_Extract provided_

################

Since you said "Solutions for other languages are also welcome", here's the version for Python:

>>> import random
>>> random.choice([1,2,3,4,5,6])
3
>>> random.choice([1,2,3,4,5,6])
4

Answer 15

Can't you just get the size/length of the set/array, generate a random number between 0 and the size/length, then call the element whose index matches that number? HashSet has a .size() method, I'm pretty sure.

In psuedocode -

function randFromSet(target){
 var targetLength:uint = target.length()
 var randomIndex:uint = random(0,targetLength);
 return target[randomIndex];
}

Answer 16

PHP, assuming "set" is an array:

$foo = array("alpha", "bravo", "charlie");
$index = array_rand($foo);
$val = $foo[$index];

The Mersenne Twister functions are better but there's no MT equivalent of array_rand in PHP.

Answer 17

Javascript solution ;)

function choose (set) {
    return set[Math.floor(Math.random() * set.length)];
}

var set  = [1, 2, 3, 4], rand = choose (set);

Or alternatively:

Array.prototype.choose = function () {
    return this[Math.floor(Math.random() * this.length)];
};

[1, 2, 3, 4].choose();

Answer 18

Icon has a set type and a random-element operator, unary "?", so the expression

? set( [1, 2, 3, 4, 5] )

will produce a random number between 1 and 5.

The random seed is initialized to 0 when a program is run, so to produce different results on each run use randomize()

Answer 19

In C#

        Random random = new Random((int)DateTime.Now.Ticks);

        OrderedDictionary od = new OrderedDictionary();

        od.Add("abc", 1);
        od.Add("def", 2);
        od.Add("ghi", 3);
        od.Add("jkl", 4);


        int randomIndex = random.Next(od.Count);

        Console.WriteLine(od[randomIndex]);

        // Can access via index or key value:
        Console.WriteLine(od[1]);
        Console.WriteLine(od["def"]);

Answer 20

In lisp

(defun pick-random (set)
       (nth (random (length set)) set))

Answer 21

How about just

public static <A> A getRandomElement(Collection<A> c, Random r) {
  return new ArrayList<A>(c).get(r.nextInt(c.size()));
}

Answer 22

For fun I wrote a RandomHashSet based on rejection sampling. It's a bit hacky, since HashMap doesn't let us access it's table directly, but it should work just fine.

It doesn't use any extra memory, and lookup time is O(1) amortized. (Because java HashTable is dense).

################

_Dataset excerpts_
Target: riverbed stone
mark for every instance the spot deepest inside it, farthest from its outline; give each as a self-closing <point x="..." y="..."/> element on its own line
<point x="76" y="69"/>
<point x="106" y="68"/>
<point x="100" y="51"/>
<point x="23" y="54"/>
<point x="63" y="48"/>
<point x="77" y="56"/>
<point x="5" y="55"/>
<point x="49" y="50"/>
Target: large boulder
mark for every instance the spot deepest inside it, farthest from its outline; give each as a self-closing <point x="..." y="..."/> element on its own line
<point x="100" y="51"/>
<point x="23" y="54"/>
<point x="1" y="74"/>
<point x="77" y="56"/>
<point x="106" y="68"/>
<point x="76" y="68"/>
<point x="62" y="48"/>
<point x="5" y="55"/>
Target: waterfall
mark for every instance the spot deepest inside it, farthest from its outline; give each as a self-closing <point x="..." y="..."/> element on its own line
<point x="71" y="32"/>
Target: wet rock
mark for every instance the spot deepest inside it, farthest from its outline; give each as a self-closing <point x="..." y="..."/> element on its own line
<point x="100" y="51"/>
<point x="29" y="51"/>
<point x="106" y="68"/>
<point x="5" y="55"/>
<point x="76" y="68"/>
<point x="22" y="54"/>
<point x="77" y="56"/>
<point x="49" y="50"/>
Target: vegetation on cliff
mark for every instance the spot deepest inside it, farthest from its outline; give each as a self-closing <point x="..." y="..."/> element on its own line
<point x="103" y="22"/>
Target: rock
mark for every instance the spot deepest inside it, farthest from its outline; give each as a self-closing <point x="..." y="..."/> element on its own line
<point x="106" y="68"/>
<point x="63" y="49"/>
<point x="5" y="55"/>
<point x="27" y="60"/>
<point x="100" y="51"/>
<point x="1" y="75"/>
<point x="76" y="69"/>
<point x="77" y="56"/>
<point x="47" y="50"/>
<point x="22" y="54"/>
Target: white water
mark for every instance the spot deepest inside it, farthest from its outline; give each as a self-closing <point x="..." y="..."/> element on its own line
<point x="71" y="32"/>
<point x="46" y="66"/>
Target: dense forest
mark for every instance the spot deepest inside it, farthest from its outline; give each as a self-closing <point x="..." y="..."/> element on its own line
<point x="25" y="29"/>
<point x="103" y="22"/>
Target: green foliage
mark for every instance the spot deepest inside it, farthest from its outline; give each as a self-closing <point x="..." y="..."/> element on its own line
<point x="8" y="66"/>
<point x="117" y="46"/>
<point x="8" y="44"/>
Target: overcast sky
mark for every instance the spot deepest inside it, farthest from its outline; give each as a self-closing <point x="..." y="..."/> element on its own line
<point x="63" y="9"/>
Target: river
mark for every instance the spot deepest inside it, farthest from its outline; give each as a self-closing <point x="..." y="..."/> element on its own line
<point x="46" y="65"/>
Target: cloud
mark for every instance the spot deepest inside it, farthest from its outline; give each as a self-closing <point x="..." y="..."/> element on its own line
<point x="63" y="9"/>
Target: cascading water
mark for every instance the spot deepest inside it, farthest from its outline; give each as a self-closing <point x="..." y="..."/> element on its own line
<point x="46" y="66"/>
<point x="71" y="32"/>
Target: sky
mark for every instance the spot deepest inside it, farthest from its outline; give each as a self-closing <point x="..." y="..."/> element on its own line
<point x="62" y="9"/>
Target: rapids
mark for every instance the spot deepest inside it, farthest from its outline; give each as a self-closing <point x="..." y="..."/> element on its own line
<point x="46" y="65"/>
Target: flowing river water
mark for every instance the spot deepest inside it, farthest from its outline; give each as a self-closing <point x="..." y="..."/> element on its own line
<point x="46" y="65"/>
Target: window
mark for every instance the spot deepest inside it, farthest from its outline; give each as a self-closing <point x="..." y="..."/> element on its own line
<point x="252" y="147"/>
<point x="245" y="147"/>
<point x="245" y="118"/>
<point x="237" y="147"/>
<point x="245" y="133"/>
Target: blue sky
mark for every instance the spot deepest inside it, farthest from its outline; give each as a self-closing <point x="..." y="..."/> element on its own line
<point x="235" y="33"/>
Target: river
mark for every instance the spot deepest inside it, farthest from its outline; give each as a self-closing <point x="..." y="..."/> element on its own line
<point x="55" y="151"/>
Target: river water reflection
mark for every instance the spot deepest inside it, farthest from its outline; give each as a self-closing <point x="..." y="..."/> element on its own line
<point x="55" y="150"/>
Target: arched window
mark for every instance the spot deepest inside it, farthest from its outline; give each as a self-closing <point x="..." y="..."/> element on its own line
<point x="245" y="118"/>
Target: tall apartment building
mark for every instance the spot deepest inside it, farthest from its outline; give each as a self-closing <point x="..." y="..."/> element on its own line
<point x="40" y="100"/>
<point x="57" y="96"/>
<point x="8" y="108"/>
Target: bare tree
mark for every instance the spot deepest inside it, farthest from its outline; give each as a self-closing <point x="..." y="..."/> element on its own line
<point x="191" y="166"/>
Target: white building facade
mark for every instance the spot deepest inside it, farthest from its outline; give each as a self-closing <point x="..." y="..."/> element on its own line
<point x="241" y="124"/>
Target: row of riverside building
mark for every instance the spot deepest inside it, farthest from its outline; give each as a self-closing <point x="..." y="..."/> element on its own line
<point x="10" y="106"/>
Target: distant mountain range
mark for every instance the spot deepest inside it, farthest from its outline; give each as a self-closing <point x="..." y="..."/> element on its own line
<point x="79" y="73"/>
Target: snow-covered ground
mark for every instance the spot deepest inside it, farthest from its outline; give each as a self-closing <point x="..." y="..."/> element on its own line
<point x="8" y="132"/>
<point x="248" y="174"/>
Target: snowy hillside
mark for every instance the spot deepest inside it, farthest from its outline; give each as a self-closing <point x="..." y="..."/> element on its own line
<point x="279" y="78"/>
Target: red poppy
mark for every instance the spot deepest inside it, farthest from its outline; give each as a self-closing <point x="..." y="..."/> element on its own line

################

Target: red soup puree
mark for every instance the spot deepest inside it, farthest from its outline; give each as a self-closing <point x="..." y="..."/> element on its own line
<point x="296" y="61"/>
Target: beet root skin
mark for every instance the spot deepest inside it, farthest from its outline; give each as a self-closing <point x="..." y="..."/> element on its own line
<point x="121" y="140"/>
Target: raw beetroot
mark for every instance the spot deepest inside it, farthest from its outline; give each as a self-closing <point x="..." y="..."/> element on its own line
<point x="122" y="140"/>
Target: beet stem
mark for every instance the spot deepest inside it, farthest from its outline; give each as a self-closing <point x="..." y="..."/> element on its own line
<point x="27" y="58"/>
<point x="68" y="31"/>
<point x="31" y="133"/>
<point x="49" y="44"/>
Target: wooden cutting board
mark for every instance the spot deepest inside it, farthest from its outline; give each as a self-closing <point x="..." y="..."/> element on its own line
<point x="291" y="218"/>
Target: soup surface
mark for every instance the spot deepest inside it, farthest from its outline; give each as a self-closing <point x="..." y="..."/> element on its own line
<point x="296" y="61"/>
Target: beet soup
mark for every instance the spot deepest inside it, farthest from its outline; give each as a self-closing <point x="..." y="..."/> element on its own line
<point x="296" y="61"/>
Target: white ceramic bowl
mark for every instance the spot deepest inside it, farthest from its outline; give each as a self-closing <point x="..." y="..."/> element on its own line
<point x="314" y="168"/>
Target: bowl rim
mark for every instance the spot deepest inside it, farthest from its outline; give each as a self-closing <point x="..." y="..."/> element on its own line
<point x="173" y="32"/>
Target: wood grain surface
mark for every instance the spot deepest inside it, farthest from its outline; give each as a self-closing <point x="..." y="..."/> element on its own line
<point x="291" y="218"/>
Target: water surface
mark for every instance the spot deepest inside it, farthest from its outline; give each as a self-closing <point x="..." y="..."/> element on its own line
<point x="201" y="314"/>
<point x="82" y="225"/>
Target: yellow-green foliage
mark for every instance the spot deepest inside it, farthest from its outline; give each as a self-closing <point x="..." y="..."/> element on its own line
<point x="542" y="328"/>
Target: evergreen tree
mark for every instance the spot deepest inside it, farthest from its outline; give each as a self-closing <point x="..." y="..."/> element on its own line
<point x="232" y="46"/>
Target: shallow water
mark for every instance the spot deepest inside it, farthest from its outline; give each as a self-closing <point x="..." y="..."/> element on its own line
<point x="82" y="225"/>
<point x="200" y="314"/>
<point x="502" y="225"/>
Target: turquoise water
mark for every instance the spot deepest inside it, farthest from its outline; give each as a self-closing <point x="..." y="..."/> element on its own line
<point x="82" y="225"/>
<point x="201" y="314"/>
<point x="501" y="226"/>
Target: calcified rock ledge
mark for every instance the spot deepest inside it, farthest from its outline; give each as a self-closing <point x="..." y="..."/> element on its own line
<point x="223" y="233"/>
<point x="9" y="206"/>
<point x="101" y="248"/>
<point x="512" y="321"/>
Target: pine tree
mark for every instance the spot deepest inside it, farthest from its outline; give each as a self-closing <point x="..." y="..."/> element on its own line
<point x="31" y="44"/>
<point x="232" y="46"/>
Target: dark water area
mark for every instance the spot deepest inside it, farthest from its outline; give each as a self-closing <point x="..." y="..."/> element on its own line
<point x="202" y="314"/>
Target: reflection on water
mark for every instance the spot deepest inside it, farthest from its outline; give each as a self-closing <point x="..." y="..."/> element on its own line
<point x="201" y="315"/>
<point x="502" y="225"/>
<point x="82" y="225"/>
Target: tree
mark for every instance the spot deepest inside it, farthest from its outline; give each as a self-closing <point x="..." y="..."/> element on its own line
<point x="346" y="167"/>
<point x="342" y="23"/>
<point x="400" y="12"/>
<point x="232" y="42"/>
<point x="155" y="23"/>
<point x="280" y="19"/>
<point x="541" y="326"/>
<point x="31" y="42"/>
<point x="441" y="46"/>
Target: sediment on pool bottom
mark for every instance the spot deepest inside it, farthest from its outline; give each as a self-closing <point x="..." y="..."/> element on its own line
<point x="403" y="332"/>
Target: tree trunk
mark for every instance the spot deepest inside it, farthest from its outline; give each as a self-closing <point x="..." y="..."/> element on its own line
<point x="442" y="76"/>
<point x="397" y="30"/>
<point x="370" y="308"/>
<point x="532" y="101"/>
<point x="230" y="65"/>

################

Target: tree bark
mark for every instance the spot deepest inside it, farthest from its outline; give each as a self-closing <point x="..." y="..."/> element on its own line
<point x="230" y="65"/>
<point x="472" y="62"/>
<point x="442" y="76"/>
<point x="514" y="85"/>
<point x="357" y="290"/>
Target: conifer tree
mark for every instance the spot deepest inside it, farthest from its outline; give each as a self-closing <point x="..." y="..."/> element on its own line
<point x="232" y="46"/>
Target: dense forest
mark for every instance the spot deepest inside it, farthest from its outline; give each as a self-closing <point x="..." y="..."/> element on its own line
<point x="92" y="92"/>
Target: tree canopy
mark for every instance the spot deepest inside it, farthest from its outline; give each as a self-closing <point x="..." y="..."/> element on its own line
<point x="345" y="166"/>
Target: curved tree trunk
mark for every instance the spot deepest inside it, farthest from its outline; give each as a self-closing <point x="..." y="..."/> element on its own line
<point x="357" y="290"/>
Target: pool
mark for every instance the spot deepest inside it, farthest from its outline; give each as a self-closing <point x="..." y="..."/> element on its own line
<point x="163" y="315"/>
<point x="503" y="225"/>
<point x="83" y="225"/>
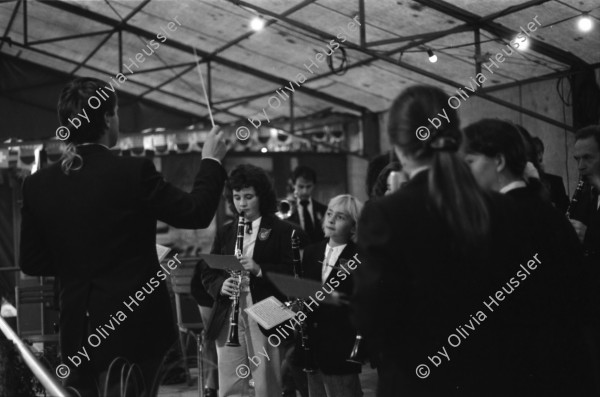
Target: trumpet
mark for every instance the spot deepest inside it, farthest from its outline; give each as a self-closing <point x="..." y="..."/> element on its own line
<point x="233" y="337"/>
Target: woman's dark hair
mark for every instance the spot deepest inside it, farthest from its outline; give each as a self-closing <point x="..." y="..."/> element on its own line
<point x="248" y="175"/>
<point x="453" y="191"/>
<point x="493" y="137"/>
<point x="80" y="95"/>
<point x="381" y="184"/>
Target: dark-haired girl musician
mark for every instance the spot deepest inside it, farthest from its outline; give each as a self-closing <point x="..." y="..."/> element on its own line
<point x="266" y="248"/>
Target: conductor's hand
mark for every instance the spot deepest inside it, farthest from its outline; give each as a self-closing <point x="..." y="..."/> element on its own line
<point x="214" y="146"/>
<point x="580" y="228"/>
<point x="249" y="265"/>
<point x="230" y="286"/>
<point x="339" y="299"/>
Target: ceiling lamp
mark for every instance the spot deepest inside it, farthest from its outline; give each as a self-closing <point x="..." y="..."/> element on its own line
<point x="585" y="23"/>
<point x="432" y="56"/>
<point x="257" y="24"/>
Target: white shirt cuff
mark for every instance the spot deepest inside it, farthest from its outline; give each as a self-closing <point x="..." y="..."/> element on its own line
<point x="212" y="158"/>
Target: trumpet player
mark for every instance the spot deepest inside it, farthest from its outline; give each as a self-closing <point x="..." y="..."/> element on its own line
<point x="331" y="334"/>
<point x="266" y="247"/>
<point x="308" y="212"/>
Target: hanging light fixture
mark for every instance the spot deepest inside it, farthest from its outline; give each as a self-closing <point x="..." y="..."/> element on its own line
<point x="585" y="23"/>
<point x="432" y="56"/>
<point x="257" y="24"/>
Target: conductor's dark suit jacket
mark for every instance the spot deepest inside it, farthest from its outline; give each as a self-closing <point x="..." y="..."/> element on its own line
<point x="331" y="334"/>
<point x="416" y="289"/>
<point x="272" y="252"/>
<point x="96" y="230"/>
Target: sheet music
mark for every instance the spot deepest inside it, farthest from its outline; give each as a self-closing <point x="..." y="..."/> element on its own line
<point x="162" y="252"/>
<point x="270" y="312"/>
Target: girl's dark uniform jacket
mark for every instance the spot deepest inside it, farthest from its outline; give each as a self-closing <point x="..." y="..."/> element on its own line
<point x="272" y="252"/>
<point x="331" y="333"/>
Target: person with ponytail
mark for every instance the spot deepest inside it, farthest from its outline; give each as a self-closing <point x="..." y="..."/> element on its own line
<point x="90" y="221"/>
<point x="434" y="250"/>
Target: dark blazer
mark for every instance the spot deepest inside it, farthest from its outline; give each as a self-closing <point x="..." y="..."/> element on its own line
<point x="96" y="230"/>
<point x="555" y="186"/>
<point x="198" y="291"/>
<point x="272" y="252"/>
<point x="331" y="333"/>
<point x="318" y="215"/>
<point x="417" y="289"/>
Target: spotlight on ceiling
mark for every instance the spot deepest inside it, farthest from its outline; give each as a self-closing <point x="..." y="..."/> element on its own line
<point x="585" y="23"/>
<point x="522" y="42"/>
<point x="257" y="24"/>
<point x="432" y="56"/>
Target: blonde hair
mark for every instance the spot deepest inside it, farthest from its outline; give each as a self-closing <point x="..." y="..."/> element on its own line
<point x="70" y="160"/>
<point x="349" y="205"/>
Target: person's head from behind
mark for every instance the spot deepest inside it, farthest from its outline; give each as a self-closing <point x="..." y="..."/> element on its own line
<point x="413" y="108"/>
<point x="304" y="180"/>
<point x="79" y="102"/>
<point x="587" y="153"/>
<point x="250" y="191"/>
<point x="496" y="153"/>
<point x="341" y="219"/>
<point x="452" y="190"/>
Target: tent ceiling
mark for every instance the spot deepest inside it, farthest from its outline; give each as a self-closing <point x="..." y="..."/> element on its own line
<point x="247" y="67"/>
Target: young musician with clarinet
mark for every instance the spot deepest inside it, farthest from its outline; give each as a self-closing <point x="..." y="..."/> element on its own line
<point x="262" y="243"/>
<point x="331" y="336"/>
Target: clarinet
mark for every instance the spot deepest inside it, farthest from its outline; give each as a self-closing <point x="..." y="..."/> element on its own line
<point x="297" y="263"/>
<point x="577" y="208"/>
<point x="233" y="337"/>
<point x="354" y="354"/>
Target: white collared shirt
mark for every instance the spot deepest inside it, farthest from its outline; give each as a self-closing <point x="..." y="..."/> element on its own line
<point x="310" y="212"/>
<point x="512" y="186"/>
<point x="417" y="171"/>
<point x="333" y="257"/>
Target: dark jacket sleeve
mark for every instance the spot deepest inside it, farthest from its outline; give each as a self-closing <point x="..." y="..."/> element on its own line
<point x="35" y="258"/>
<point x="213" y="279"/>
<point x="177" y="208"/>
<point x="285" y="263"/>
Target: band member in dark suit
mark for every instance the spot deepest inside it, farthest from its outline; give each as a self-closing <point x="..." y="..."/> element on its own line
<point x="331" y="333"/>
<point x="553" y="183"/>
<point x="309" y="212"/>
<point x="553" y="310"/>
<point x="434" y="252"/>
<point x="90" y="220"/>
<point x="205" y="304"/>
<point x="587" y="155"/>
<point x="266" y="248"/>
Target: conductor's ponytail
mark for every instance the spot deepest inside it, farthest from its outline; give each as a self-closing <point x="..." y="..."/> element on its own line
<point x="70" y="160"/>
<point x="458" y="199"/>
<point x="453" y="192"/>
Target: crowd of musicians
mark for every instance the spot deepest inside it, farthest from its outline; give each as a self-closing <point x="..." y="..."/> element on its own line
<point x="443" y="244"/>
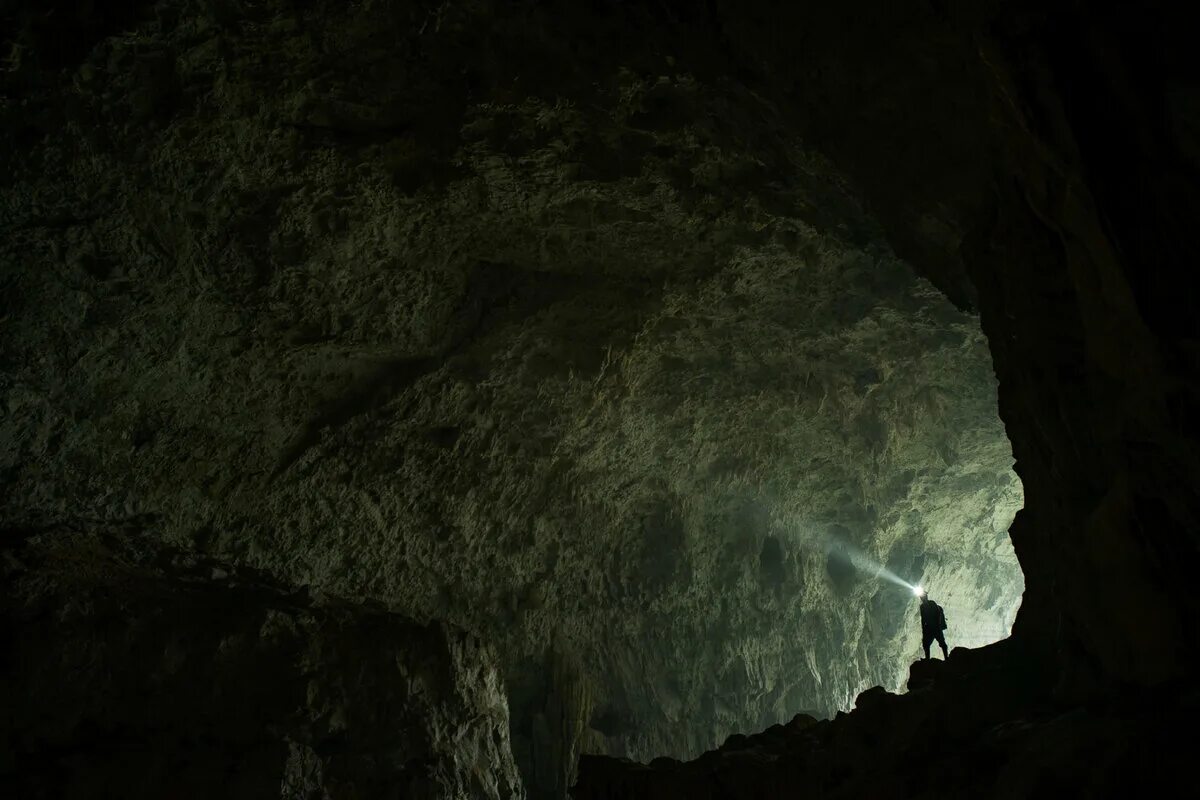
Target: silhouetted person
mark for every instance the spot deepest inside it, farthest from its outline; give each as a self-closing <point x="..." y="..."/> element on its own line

################

_Requirements_
- a) Reproduce part of the forum thread word for word, beginning at the words "public static <A>" and stopping after "work just fine.".
- b) According to the forum thread, what does PHP lack that would make the Mersenne Twister functions usable for this?
- c) Decide whether each statement agrees with the forum thread, answering yes or no and quoting the words that settle it: (i) The PHP solution treats "set" as an array. (ii) Icon's random-element operator is unary "!". (iii) The RandomHashSet uses extra memory.
The entries were taken from a source other than the forum thread.

_Full answers_
- a)
public static <A> A getRandomElement(Collection<A> c, Random r) {
  return new ArrayList<A>(c).get(r.nextInt(c.size()));
}

Answer 22

For fun I wrote a RandomHashSet based on rejection sampling. It's a bit hacky, since HashMap doesn't let us access it's table directly, but it should work just fine.

- b) PHP has no Mersenne Twister equivalent of array_rand.

- c)
(i) Yes: "PHP, assuming "set" is an array"
(ii) No: "a random-element operator, unary "?""
(iii) No: "It doesn't use any extra memory"